[Exercise prompt]
Reproduce the data below word for word, leaving out the picture.

[Begin Material shown]

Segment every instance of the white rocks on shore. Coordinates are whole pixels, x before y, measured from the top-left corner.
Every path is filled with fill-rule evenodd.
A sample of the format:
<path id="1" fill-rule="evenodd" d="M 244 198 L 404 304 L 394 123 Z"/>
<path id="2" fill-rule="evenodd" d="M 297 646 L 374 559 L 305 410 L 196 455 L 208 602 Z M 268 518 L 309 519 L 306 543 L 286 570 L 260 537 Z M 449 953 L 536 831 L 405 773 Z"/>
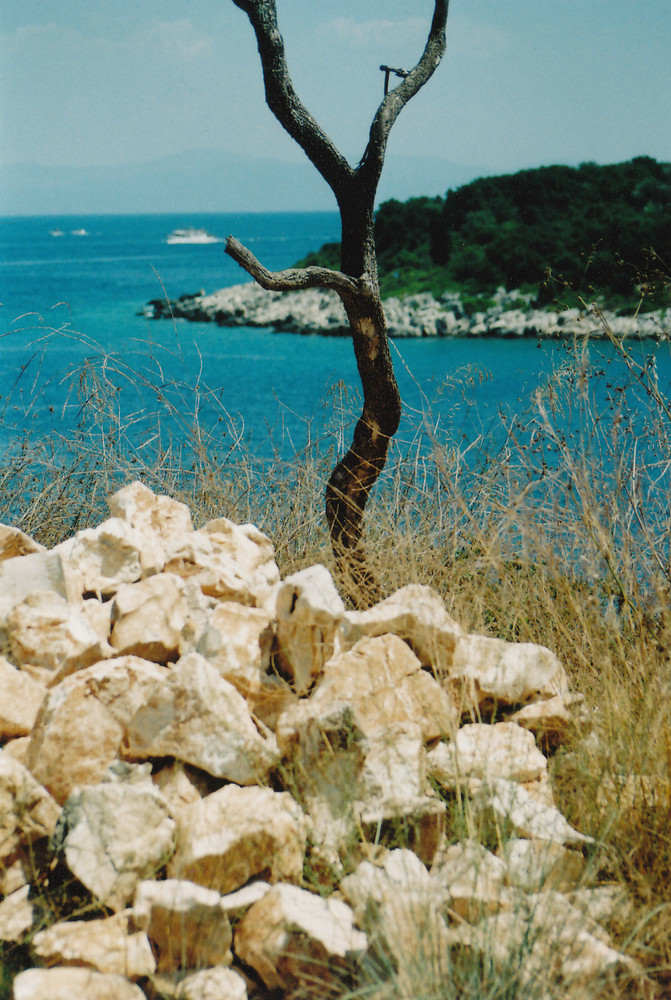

[End Material shown]

[Solution for this problem]
Segment every instance of the white rocks on shore. Coordinates are whole pixels, x before y, measured from the top-left corner.
Every path is filled with fill-rule evenodd.
A sample of the format:
<path id="1" fill-rule="evenodd" d="M 244 198 L 404 304 L 394 123 Z"/>
<path id="2" fill-rule="evenodd" d="M 297 646 L 374 559 L 305 410 L 196 455 L 208 602 Z M 268 518 L 309 519 L 306 543 L 286 570 L 260 537 Z M 449 953 L 536 831 L 405 773 Z"/>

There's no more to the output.